■ Problems and tasks ■
a – Please quote the savings bank investment provisions word for word, everything from "any other state, territory, or" down to "of this Section.".
b – Answer these questions using the savings bank investment provisions:
(i) By what day must an advance of federal funds be repaid?
(ii) Under which Act would a subsidiary act as a corporate fiduciary?
(iii) What rating qualifies an obligation as "investment grade"?
c – Write the next part of the savings bank investment provisions, picking up after the last paragraph shown.

■ Passage to read ■

--- start ---

Notwithstanding any provision of this Act to the contrary, a savings bank may purchase shares of, or otherwise acquire equity interests in, insurance companies and insurance holding companies organized to provide insurance for savings institutions and corporations and individuals affiliated with savings institutions, provided ownership of equity interests is a prerequisite to obtaining directors and officers' and blanket bond insurance through the company or companies. The Commissioner may promulgate regulations concerning the size of each savings bank's investment and manner of holding those investments.
        (14) Subject to the regulation of the Commissioner,
    
in equity or debt securities or instruments of a service corporation subsidiary of the savings bank.
        (15) Through advances of federal funds to designated
    
depositories, provided that the advances are made on the condition that they be repaid on the next business day following the date on which the advance is made. For the purposes of this paragraph, the term "federal funds" means funds that a savings bank has on deposit at a depository that are exchangeable for funds on deposit at a federal reserve bank; the term "business day" means any day on which the savings bank, the depository, and the federal reserve bank where the funds are on deposit are all open for general business.
        (16) In financial futures or options transactions
    
subject to the regulations of the Commissioner.
        (17) In a subsidiary chartered for the purpose of
    
exercising all powers necessary to act as a corporate fiduciary under the Corporate Fiduciary Act.
        (18) In marketable investment securities, but in no
    
event shall the total amount of those securities of any one maker or obligor exceed 15% of the savings bank's total capital nor shall the aggregate amount of investments under this Section exceed 15% of total assets. As used in this Section, the term "marketable investment securities" does not include stocks, but means investment grade marketable obligations evidencing indebtedness of any person in the form of bonds, notes, or debentures commonly known as investment securities, and of a type customarily sold on recognized exchanges or traded over the counter and investment grade marketable obligations of the International Bank for Reconstruction and Development, the Inter-American Development Bank, the Asian Development Bank, the African Development Bank, or the International Finance Corporation. As used in this Section, the term "investment grade" means being rated in one of the 4 highest categories by at least one nationally recognized rating service.
        (19) In investment grade marketable obligations of
    
any other state, territory, or possession or political subdivision thereof to the same extent that it may invest in marketable investment securities under paragraph (18) of this Section.

--- end ---

■ Given information ■
--- start ---

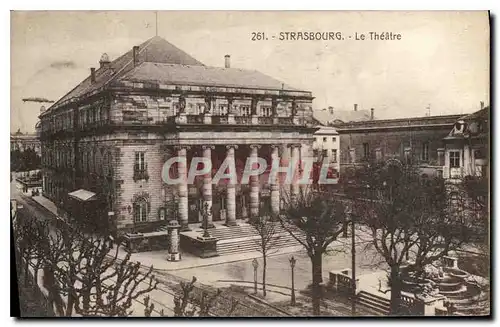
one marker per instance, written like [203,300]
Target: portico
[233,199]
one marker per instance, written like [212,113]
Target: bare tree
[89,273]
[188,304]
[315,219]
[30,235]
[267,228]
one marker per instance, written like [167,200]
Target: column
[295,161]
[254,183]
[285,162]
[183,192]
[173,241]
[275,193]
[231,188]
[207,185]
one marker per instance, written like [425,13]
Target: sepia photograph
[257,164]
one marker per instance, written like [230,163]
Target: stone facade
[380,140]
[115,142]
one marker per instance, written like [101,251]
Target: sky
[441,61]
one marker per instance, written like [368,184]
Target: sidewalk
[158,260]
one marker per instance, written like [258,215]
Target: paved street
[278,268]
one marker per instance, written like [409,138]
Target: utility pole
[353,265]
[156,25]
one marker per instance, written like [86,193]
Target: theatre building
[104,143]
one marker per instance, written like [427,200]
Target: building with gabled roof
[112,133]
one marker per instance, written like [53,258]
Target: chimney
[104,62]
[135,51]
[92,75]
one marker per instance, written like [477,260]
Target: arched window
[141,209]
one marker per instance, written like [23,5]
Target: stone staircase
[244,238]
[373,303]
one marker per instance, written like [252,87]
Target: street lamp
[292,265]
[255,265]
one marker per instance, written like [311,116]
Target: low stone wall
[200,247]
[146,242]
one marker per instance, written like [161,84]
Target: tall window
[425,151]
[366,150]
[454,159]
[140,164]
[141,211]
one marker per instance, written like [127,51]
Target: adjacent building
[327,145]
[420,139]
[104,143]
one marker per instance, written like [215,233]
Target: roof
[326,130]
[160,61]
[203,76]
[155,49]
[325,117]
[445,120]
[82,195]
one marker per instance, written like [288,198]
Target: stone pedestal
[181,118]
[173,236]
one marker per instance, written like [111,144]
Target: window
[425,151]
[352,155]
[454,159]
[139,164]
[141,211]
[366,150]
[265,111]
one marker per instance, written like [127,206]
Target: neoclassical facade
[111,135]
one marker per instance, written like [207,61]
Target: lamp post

--- end ---

■ Responses ■
a –
any other state, territory, or possession or political subdivision thereof to the same extent that it may invest in marketable investment securities under paragraph (18) of this Section.

b –
(i) The next business day following the date on which the advance is made.
(ii) The Corporate Fiduciary Act.
(iii) A rating in one of the 4 highest categories by at least one nationally recognized rating service.

c –
(Source: P.A. 89-317, eff. 8-11-95; 90-665, eff. 7-30-98.)

205 ILCS 205/6004

    (205 ILCS 205/6004) (from Ch. 17, par. 7306-4)
    Sec. 6004. Calculation of interest; postpayments and prepayments.
    (a) In any contract or loan that is secured by a mortgage, deed of trust, or conveyance in the nature of a mortgage for the purpose of purchase or refinance of residential real estate, the interest that is computed, calculated, charged, or collected pursuant to the contract or loan, or pursuant to any regulation or rule promulgated under this Act, may not be computed, calculated, charged or collected for any period of time occurring after the date on which the total indebtedness, with the exception of late payment penalties, is paid in full.
    (b) For purposes of this Section, a prepayment means the payment of the total indebtedness, with the exception of late payment penalties if incurred or charged, on any date before the date specified in the contract or loan agreement on which the total indebtedness shall be paid in full, or before the date on which all payments, if timely made, shall have been made. In the event of a prepayment of the indebtedness that is made on a date after the date on which interest on the indebtedness was last computed, calculated, charged, or collected but before the next date on which interest on the indebtedness was to be calculated, computed, charged, or collected, the lender may calculate, charge, and collect interest on the indebtedness for the period that elapsed between the date on which the prepayment is made and the date on which interest on the indebtedness was last computed, calculated, charged, or collected at a rate equal to 1/360 of the annual rate for each day which so elapsed, which rate shall be applied to the indebtedness outstanding as of the date of prepayment. The lender shall refund to the borrower any interest charged or collected that exceeds that which the lender may charge or collect under this subsection.
(Source: P.A. 86-1213.)

205 ILCS 205/6005

    (205 ILCS 205/6005) (from Ch. 17, par. 7306-5)
    Sec. 6005. General loan contract provisions. Each loan and any agreement for securing the loan shall be evidenced by one or more written instruments, consistent with sound lending practices in the locality. Whenever recordation of an instrument is necessary to establish priority over the claim of any third party, the instrument shall be recorded.
(Source: P.A. 86-1213.)

205 ILCS 205/6006

    (205 ILCS 205/6006) (from Ch. 17, par. 7306-6)
    Sec. 6006. Modification agreements. A savings bank, at any time, may enter into a written agreement with a borrower to modify, in any manner not inconsistent with the provisions of this Act, the terms of a loan as to the amount, time or method of the payments to be made, the interest rate, and any other provision of the loan contract, and the loan contract and the security instrument shall not be prejudiced by the making of any modification, even if a modification was not provided for in the loan contract.
(Source: P.A. 86-1213.)

205 ILCS 205/6007

    (205 ILCS 205/6007) (from Ch. 17, par. 7306-7)
    Sec. 6007. Sale, assignment, and servicing of loans and contracts.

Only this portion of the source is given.